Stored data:

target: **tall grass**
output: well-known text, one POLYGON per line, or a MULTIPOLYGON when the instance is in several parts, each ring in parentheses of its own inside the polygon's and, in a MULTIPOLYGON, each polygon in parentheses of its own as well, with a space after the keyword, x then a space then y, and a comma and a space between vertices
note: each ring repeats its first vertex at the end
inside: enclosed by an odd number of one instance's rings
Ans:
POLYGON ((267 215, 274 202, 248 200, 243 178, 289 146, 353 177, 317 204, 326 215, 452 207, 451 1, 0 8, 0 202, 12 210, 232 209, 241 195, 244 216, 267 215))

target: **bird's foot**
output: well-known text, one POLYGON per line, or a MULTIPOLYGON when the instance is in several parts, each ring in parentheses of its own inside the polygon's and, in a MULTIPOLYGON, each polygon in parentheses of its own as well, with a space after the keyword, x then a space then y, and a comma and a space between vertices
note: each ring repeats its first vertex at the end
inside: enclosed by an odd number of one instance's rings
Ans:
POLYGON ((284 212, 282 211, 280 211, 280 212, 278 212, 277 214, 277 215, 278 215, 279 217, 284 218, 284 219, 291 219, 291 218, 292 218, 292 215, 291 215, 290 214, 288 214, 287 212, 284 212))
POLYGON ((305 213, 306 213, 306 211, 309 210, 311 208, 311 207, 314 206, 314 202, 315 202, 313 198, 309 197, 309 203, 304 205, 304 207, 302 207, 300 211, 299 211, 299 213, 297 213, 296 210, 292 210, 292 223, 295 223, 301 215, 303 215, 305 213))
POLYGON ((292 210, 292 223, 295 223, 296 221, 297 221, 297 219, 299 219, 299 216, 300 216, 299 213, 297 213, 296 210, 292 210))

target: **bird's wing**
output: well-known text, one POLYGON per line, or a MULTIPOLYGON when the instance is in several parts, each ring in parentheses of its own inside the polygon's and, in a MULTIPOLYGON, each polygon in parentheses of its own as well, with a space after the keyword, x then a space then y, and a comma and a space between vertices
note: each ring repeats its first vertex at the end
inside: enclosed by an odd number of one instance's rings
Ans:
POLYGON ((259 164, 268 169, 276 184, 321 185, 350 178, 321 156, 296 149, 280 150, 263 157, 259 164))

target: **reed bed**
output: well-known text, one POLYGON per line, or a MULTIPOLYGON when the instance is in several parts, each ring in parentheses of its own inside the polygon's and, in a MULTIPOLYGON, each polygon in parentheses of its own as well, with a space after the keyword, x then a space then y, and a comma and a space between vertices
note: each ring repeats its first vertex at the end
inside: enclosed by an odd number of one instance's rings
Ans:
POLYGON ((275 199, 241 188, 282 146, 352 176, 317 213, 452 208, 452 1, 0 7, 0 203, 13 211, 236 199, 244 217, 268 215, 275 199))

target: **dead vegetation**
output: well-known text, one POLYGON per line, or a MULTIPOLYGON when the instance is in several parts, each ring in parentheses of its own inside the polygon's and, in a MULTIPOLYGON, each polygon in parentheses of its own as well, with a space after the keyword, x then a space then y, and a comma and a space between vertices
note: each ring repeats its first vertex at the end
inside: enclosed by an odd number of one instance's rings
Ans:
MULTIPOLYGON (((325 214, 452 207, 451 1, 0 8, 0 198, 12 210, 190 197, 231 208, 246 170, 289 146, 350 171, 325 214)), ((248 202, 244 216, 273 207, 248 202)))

PROBLEM STATEMENT: Copy the records word for word from their first line through the line containing "POLYGON ((267 215, 274", including both of those lines.

TASK OUTPUT:
target: **tall grass**
output: well-known text, one POLYGON per line, or a MULTIPOLYGON when the instance is in several parts, each ring in parentheses of its own inside the polygon's and, in a MULTIPOLYGON, each polygon in parentheses of its own as well, with a space after the keyword, x then a space then y, and a comma and a space between vertices
note: each ring repeats its first vertex at the end
inside: enclosed by an odd number of one instance's rings
Ans:
POLYGON ((267 215, 274 202, 248 200, 243 178, 289 146, 353 177, 317 204, 326 215, 452 207, 451 1, 0 8, 0 202, 12 210, 232 209, 241 195, 244 216, 267 215))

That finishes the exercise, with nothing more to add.